### Source data
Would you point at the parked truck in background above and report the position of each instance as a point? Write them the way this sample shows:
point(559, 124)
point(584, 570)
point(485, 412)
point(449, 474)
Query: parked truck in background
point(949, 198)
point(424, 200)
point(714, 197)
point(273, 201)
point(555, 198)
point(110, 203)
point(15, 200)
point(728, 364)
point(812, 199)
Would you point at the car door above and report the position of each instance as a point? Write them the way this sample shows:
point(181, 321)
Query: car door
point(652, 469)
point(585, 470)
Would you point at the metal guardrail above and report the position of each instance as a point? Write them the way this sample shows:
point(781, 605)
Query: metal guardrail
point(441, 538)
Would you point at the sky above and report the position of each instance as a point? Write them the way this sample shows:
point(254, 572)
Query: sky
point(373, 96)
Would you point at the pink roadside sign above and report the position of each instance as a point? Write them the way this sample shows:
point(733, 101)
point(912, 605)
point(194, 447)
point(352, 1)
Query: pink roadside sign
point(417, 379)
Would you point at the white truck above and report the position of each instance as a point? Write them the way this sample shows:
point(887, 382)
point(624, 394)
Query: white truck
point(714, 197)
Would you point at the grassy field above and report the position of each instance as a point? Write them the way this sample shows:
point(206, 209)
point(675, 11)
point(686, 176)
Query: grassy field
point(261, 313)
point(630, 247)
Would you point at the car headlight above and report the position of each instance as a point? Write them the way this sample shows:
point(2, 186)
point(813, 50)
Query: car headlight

...

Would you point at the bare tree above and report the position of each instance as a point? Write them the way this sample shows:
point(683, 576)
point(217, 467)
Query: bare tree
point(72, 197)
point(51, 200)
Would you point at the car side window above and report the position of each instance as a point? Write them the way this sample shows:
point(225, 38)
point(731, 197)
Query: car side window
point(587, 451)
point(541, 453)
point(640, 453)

### Exercise requirements
All lines in the listing above between the line with "Would you point at the parked" and the line with "Query: car headlight", inclusive, should be set down exactly, and no line outside that range.

### Task response
Would you point at the parked truck in background above and report the position of each instance as a point? Write them the way this sample shows:
point(559, 124)
point(584, 570)
point(485, 412)
point(449, 474)
Query: parked truck in background
point(949, 198)
point(424, 200)
point(714, 197)
point(273, 201)
point(555, 198)
point(110, 203)
point(15, 200)
point(728, 364)
point(812, 199)
Would you point at the car door above and report the position of each instance as a point? Write them the way this sample shows:
point(181, 321)
Query: car door
point(652, 469)
point(585, 470)
Would you point at the metal guardrail above and report the position of each instance as a point? Write them the way this sample shows:
point(781, 605)
Query: metal guardrail
point(441, 538)
Would you point at the sky above and report the position of each instance as a point? Write them the way this sample shows:
point(254, 572)
Query: sky
point(373, 96)
Would you point at the pink roadside sign above and report the position of each instance as a point? Write them the way this sample shows:
point(733, 101)
point(912, 605)
point(194, 447)
point(352, 1)
Query: pink roadside sign
point(417, 379)
Would you point at the white truck above and report the position of each instance as a point? Write them the way this sample shows:
point(887, 382)
point(624, 394)
Query: white truck
point(714, 197)
Would you point at the grassy field above and report the position of each instance as a point? Write them the way this sample shows:
point(206, 209)
point(675, 11)
point(686, 176)
Query: grassy field
point(261, 313)
point(630, 247)
Would you point at the car headlight above and report the position of each instance as a point? Write them the way this sample shows:
point(2, 186)
point(813, 50)
Query: car headlight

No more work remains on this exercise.